*Given request*
Write out, word for word, every line from the one containing "mark: beach vegetation" through the last line of the records below, both ends included.

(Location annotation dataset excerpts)

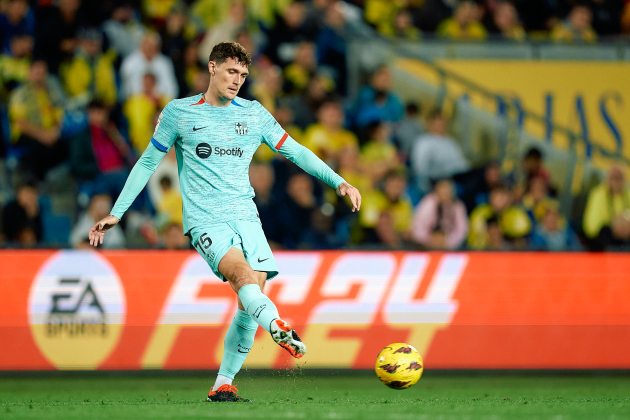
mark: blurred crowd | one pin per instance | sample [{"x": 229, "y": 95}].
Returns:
[
  {"x": 83, "y": 83},
  {"x": 516, "y": 20}
]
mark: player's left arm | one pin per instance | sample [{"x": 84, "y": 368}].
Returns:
[
  {"x": 279, "y": 141},
  {"x": 310, "y": 163}
]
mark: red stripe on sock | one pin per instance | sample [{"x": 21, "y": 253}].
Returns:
[{"x": 281, "y": 142}]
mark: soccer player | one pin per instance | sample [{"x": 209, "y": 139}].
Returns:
[{"x": 215, "y": 135}]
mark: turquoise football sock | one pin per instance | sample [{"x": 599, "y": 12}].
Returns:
[
  {"x": 237, "y": 344},
  {"x": 258, "y": 306}
]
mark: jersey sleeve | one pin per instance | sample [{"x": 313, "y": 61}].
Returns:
[
  {"x": 273, "y": 135},
  {"x": 166, "y": 129}
]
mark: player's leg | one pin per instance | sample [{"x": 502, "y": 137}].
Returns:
[
  {"x": 260, "y": 308},
  {"x": 237, "y": 344}
]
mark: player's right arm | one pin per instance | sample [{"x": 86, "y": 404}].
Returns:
[{"x": 163, "y": 139}]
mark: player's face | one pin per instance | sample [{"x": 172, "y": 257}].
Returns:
[{"x": 228, "y": 77}]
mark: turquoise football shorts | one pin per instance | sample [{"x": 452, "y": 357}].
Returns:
[{"x": 214, "y": 241}]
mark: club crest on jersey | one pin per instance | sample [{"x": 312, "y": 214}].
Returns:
[{"x": 240, "y": 128}]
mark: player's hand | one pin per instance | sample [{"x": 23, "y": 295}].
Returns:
[
  {"x": 355, "y": 198},
  {"x": 97, "y": 232}
]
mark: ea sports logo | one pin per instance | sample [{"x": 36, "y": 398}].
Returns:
[
  {"x": 204, "y": 150},
  {"x": 76, "y": 309}
]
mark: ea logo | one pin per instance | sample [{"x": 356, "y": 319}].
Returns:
[
  {"x": 204, "y": 150},
  {"x": 76, "y": 309}
]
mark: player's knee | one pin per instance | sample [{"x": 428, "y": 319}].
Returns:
[{"x": 241, "y": 276}]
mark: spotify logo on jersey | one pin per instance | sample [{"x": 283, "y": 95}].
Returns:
[{"x": 204, "y": 150}]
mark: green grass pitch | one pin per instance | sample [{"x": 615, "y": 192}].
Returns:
[{"x": 291, "y": 395}]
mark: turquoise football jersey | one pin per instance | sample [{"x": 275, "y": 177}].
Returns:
[{"x": 214, "y": 147}]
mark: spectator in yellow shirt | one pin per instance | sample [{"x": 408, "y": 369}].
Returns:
[
  {"x": 379, "y": 155},
  {"x": 141, "y": 109},
  {"x": 464, "y": 25},
  {"x": 327, "y": 137},
  {"x": 576, "y": 28},
  {"x": 506, "y": 20},
  {"x": 607, "y": 216},
  {"x": 403, "y": 27},
  {"x": 492, "y": 223},
  {"x": 299, "y": 72},
  {"x": 90, "y": 74},
  {"x": 381, "y": 14},
  {"x": 14, "y": 65},
  {"x": 386, "y": 215},
  {"x": 36, "y": 114}
]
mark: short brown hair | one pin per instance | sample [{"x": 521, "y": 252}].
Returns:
[{"x": 224, "y": 50}]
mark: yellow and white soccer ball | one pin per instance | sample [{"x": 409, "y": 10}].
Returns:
[{"x": 399, "y": 366}]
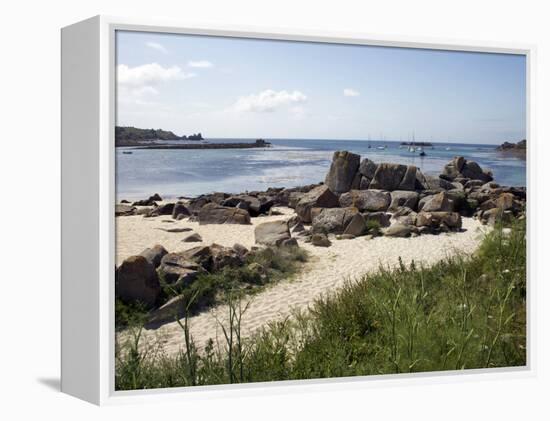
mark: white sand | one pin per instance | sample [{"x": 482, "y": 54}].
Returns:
[{"x": 327, "y": 269}]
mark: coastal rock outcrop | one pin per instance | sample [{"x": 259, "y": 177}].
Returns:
[
  {"x": 212, "y": 213},
  {"x": 460, "y": 167},
  {"x": 177, "y": 270},
  {"x": 342, "y": 171},
  {"x": 154, "y": 254},
  {"x": 272, "y": 233},
  {"x": 137, "y": 282},
  {"x": 319, "y": 197},
  {"x": 366, "y": 200},
  {"x": 333, "y": 220}
]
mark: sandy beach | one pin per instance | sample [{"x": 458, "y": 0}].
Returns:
[{"x": 326, "y": 270}]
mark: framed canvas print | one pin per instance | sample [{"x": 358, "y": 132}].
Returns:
[{"x": 245, "y": 210}]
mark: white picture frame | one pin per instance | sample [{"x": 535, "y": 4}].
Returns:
[{"x": 88, "y": 198}]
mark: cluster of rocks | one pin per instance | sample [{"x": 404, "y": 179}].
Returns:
[
  {"x": 139, "y": 278},
  {"x": 360, "y": 197}
]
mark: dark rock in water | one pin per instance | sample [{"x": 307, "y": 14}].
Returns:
[
  {"x": 180, "y": 209},
  {"x": 154, "y": 254},
  {"x": 380, "y": 218},
  {"x": 462, "y": 168},
  {"x": 437, "y": 202},
  {"x": 364, "y": 183},
  {"x": 409, "y": 179},
  {"x": 320, "y": 197},
  {"x": 342, "y": 171},
  {"x": 401, "y": 198},
  {"x": 388, "y": 176},
  {"x": 212, "y": 213},
  {"x": 356, "y": 226},
  {"x": 178, "y": 271},
  {"x": 136, "y": 282},
  {"x": 332, "y": 220},
  {"x": 271, "y": 233},
  {"x": 398, "y": 230},
  {"x": 192, "y": 238},
  {"x": 320, "y": 240},
  {"x": 124, "y": 210},
  {"x": 367, "y": 168},
  {"x": 366, "y": 200},
  {"x": 436, "y": 184}
]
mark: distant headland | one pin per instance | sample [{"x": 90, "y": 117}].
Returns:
[
  {"x": 131, "y": 136},
  {"x": 520, "y": 147},
  {"x": 146, "y": 139}
]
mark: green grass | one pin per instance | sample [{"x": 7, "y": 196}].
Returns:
[{"x": 462, "y": 313}]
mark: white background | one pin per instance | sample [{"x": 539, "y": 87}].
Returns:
[{"x": 30, "y": 222}]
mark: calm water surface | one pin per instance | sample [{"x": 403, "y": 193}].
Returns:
[{"x": 173, "y": 173}]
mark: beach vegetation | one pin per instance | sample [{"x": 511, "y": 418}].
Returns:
[{"x": 465, "y": 312}]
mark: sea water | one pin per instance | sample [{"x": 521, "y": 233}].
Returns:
[{"x": 288, "y": 163}]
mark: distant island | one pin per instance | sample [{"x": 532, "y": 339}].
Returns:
[
  {"x": 259, "y": 143},
  {"x": 416, "y": 143},
  {"x": 132, "y": 136},
  {"x": 520, "y": 147}
]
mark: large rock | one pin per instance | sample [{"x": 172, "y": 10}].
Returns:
[
  {"x": 367, "y": 168},
  {"x": 462, "y": 168},
  {"x": 154, "y": 254},
  {"x": 409, "y": 179},
  {"x": 212, "y": 213},
  {"x": 319, "y": 197},
  {"x": 356, "y": 226},
  {"x": 320, "y": 240},
  {"x": 435, "y": 203},
  {"x": 366, "y": 200},
  {"x": 215, "y": 257},
  {"x": 398, "y": 230},
  {"x": 333, "y": 220},
  {"x": 435, "y": 219},
  {"x": 271, "y": 233},
  {"x": 180, "y": 209},
  {"x": 172, "y": 310},
  {"x": 136, "y": 281},
  {"x": 401, "y": 198},
  {"x": 342, "y": 171},
  {"x": 178, "y": 271},
  {"x": 388, "y": 176},
  {"x": 381, "y": 219},
  {"x": 122, "y": 209}
]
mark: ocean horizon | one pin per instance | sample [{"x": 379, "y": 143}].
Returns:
[{"x": 288, "y": 163}]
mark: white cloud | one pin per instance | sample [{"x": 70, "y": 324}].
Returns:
[
  {"x": 157, "y": 46},
  {"x": 147, "y": 74},
  {"x": 201, "y": 64},
  {"x": 268, "y": 101},
  {"x": 351, "y": 92}
]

*Exercise answer*
mark: beach vegetation | one pin per instance | sample [{"x": 511, "y": 418}].
Returns:
[{"x": 465, "y": 312}]
mark: sea water | one pin per instance | sample [{"x": 521, "y": 233}].
Returns:
[{"x": 288, "y": 163}]
mark: distant island | one pin per instance | sample [{"x": 532, "y": 339}].
Returns:
[
  {"x": 259, "y": 143},
  {"x": 416, "y": 143},
  {"x": 132, "y": 136},
  {"x": 520, "y": 147}
]
mark: large rock | one pin per instance | sample [{"x": 172, "y": 10}].
Returns:
[
  {"x": 367, "y": 168},
  {"x": 462, "y": 168},
  {"x": 154, "y": 254},
  {"x": 409, "y": 179},
  {"x": 212, "y": 213},
  {"x": 319, "y": 197},
  {"x": 356, "y": 226},
  {"x": 320, "y": 240},
  {"x": 435, "y": 203},
  {"x": 366, "y": 200},
  {"x": 215, "y": 257},
  {"x": 398, "y": 230},
  {"x": 333, "y": 220},
  {"x": 435, "y": 219},
  {"x": 271, "y": 233},
  {"x": 180, "y": 209},
  {"x": 172, "y": 310},
  {"x": 136, "y": 281},
  {"x": 401, "y": 198},
  {"x": 342, "y": 171},
  {"x": 178, "y": 271},
  {"x": 388, "y": 176},
  {"x": 381, "y": 219},
  {"x": 122, "y": 209}
]
mark: ocean horizon | one pin per instance | sample [{"x": 379, "y": 143}].
Returns:
[{"x": 288, "y": 163}]
mark: white cloud | one pin per instance | sample [{"x": 70, "y": 324}].
Returns:
[
  {"x": 157, "y": 46},
  {"x": 147, "y": 74},
  {"x": 201, "y": 64},
  {"x": 268, "y": 101},
  {"x": 351, "y": 92}
]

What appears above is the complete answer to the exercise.